[Dataset entries]

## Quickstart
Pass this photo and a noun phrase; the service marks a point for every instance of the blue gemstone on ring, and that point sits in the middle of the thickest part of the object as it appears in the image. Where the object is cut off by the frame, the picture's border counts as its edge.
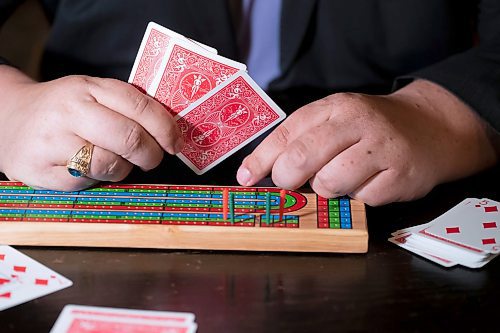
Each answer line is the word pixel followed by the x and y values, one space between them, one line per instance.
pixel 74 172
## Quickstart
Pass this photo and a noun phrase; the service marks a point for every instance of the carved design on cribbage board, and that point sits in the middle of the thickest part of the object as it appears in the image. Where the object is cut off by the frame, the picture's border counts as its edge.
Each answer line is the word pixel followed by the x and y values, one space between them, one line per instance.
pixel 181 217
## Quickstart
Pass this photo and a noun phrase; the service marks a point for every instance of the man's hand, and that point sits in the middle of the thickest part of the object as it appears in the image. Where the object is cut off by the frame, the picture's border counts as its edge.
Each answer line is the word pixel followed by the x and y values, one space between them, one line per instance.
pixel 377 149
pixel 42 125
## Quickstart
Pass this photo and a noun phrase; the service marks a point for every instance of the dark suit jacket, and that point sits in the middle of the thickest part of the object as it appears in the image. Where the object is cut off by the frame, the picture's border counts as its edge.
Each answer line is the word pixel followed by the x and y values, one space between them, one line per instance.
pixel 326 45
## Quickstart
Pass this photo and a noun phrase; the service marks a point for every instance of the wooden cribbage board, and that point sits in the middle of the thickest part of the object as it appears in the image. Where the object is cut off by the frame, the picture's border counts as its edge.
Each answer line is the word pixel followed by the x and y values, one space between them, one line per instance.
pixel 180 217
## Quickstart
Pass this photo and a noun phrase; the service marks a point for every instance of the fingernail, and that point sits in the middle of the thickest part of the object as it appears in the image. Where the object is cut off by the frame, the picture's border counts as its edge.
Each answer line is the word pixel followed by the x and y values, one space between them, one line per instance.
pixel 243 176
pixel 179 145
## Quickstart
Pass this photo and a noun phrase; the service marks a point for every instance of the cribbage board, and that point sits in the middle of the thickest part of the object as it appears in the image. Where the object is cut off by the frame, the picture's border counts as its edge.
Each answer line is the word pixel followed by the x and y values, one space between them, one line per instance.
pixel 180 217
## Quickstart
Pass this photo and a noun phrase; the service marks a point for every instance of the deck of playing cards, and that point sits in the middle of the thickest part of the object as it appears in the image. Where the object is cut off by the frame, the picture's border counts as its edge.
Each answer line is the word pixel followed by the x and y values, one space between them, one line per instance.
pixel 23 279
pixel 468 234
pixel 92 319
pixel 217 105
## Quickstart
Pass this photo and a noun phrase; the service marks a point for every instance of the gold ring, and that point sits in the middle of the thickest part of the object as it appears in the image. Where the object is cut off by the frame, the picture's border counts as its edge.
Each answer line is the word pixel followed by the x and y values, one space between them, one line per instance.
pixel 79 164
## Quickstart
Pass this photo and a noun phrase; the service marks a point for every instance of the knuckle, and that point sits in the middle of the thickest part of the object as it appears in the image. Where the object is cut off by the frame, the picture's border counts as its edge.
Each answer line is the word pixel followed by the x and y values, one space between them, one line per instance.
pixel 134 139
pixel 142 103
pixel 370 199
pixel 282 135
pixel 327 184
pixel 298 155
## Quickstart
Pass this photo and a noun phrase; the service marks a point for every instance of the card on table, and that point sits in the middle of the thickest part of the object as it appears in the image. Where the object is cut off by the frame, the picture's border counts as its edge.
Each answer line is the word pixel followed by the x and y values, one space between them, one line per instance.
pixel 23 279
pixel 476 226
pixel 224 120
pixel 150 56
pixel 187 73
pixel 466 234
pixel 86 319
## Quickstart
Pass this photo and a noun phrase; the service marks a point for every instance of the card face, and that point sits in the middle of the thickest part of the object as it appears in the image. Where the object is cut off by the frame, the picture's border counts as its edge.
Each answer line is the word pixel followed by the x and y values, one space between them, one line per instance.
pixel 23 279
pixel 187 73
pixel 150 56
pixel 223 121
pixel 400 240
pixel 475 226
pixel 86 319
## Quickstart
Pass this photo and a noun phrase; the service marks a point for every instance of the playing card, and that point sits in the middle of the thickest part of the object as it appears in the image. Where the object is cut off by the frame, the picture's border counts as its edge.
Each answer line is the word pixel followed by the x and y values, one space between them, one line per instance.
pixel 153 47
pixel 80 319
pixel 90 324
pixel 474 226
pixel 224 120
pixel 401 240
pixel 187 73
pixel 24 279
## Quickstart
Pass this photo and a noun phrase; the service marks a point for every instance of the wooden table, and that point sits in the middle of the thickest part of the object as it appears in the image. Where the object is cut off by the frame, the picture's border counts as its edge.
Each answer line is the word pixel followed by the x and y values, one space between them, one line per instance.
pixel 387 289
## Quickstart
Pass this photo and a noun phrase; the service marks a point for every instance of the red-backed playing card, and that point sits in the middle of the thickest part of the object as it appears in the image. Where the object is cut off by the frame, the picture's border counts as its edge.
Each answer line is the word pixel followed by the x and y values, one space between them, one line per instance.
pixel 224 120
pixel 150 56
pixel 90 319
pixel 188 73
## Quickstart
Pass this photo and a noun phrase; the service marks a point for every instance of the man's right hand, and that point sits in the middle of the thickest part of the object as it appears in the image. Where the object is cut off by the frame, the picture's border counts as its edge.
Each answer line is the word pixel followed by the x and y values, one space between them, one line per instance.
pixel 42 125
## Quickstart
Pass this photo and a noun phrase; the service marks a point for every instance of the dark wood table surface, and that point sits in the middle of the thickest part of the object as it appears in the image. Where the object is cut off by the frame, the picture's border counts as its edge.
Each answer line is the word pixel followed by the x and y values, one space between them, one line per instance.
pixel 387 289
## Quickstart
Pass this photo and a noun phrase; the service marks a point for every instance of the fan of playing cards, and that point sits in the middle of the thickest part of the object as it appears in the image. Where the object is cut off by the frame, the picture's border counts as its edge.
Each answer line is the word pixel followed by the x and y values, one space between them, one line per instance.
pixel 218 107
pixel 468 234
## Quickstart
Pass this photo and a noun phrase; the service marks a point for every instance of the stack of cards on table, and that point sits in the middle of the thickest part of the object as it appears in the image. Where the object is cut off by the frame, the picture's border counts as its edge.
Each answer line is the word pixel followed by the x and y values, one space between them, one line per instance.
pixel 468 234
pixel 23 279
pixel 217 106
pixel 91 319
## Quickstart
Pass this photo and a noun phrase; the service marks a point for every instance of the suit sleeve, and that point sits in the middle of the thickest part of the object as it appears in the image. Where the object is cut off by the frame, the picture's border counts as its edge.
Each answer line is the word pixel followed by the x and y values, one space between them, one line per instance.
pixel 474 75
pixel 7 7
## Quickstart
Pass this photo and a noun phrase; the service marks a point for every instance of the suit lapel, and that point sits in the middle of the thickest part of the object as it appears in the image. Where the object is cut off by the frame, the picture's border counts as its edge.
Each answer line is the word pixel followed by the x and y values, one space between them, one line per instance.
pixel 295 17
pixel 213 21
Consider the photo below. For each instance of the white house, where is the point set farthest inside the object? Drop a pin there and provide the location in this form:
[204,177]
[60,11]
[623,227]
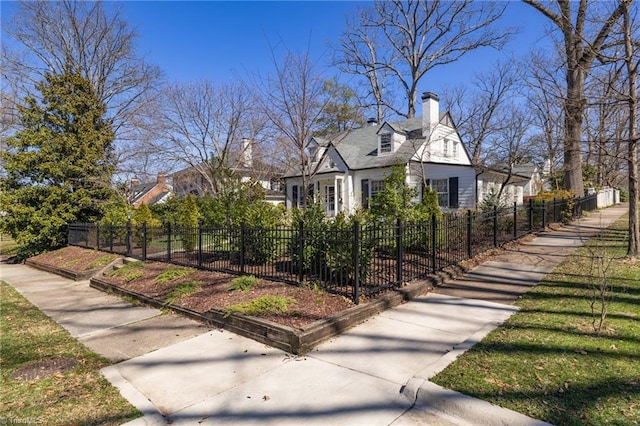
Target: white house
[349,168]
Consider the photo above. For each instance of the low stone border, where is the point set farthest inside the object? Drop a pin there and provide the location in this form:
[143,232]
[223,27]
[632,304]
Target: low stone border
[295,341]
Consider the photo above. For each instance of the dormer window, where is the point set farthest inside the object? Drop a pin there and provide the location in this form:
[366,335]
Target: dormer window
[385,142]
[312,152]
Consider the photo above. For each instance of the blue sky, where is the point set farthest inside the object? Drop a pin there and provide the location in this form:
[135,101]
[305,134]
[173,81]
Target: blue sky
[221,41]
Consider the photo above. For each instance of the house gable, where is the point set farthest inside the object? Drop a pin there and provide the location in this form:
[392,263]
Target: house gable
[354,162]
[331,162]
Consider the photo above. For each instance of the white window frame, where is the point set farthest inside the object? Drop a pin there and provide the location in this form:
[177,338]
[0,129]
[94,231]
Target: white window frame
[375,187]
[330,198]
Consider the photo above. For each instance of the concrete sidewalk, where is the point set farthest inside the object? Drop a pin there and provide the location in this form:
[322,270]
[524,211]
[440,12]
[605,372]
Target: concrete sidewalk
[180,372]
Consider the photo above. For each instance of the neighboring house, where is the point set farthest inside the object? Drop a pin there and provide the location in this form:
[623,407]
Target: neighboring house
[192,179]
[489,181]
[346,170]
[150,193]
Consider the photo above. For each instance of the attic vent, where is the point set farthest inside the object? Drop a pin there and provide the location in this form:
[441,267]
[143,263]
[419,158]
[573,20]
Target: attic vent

## Problem to solve
Please report every line among the entries that includes "hand".

## Response to the task
Pass this photo and a noun phrase; the service marks a point for every instance of the man's hand, and that point sits in the middle of the thickest part of the object as it appears in the image. Where the object is cut off by the frame, the picture's border counts as its edge.
Pass this photo and a noun phrase; the service marks a point for every instance of the man's right hand, and that point sits in the middle of the thickest part of the object as it appears in the image. Where the object is cut off by the frame, the picture's border counts as its edge.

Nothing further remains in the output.